--- BEGIN Supplied information ---

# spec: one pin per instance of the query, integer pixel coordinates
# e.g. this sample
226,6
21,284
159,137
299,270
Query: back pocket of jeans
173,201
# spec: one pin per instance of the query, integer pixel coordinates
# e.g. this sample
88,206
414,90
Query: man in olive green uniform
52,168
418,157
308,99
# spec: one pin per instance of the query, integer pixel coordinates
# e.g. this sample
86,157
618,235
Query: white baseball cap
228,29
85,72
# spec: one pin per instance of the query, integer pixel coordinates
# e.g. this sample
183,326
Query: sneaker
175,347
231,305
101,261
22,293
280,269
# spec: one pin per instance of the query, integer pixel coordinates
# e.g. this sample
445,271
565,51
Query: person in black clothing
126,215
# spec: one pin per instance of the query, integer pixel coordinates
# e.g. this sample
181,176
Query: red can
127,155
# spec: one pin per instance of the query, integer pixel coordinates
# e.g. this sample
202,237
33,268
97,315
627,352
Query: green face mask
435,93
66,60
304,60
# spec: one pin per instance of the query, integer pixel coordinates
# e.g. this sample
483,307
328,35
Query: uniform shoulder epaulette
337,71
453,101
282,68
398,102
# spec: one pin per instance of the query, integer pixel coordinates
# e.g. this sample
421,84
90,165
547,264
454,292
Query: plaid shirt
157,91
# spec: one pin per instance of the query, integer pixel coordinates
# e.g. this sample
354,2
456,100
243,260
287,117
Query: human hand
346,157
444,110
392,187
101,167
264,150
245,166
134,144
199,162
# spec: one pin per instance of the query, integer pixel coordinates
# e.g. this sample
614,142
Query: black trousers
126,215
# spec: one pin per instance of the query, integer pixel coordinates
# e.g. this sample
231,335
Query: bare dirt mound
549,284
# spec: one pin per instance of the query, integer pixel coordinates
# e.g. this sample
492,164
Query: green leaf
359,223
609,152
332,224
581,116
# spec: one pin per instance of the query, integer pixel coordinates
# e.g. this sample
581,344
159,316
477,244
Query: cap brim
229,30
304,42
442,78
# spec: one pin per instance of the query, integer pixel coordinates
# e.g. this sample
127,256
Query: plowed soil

--- END Supplied information ---

Exercise objective
Repeat the material above in full, quoting it exactly.

Result for this task
# spec: one pin per instance of the query, integer pixel coordinates
# e.g. this sample
226,6
21,284
159,137
299,270
Query: back pocket of jeans
173,201
# spec: one pin per instance of the query, integer pixel coordinates
# e.g. this sample
88,206
414,90
Query: man in olive green uniform
52,168
418,157
308,99
# spec: one pin per instance of the query, integer pixel coordinates
# e.g. this sample
86,157
618,235
Query: white baseball cap
228,29
85,72
# spec: one pin per instance of the query, integer pixel coordinates
# e.g. this sample
183,326
Query: sneaker
175,347
231,305
101,261
22,293
280,269
# spec: one pin per instance of the query, integer pixel coordinates
# e.g. this sample
445,271
565,51
Query: person in black clothing
126,215
# spec: one pin per instance of the query, integer pixel coordinates
# e.g. this sample
181,176
Query: red can
127,155
# spec: one pin per instance of the query, integer pixel coordinates
# e.g. this sample
202,237
33,268
97,315
627,352
Query: green face mask
435,93
66,60
304,60
# spec: one pin per instance of the query, integer pixel coordinates
# e.g. this sample
483,307
328,35
Query: uniform shoulder epaulette
337,71
453,101
282,68
398,102
# spec: one pin per instance of the query, integer pixel coordinates
# e.g. this sample
421,84
90,165
547,264
454,292
Query: plaid shirt
157,91
# spec: one pin per instance of the query, integer pixel coordinates
# e.g. this sample
354,2
456,100
243,260
287,117
Query: human hand
346,157
444,110
392,187
101,167
264,150
245,166
134,144
199,162
# spec: one pin per instance of the query, integer pixel coordinates
# e.g. this sample
614,142
Query: black trousers
126,215
# spec: one pin per instance of the query, integer pixel coordinates
# e.g. this sample
231,335
Query: bare dirt mound
549,284
# spec: one pin per instance of the query, integer pixel coordinates
# e.g. this sample
492,164
Query: green leaf
359,223
609,152
332,224
581,116
# spec: one pin per instance of the query, integer pixel coordinates
# e.g. this sample
581,344
159,316
477,244
Query: cap brim
229,30
304,42
442,78
# spec: one pin per instance of the query, integer pixel coordinates
# e.g. this sample
127,256
Query: plowed soil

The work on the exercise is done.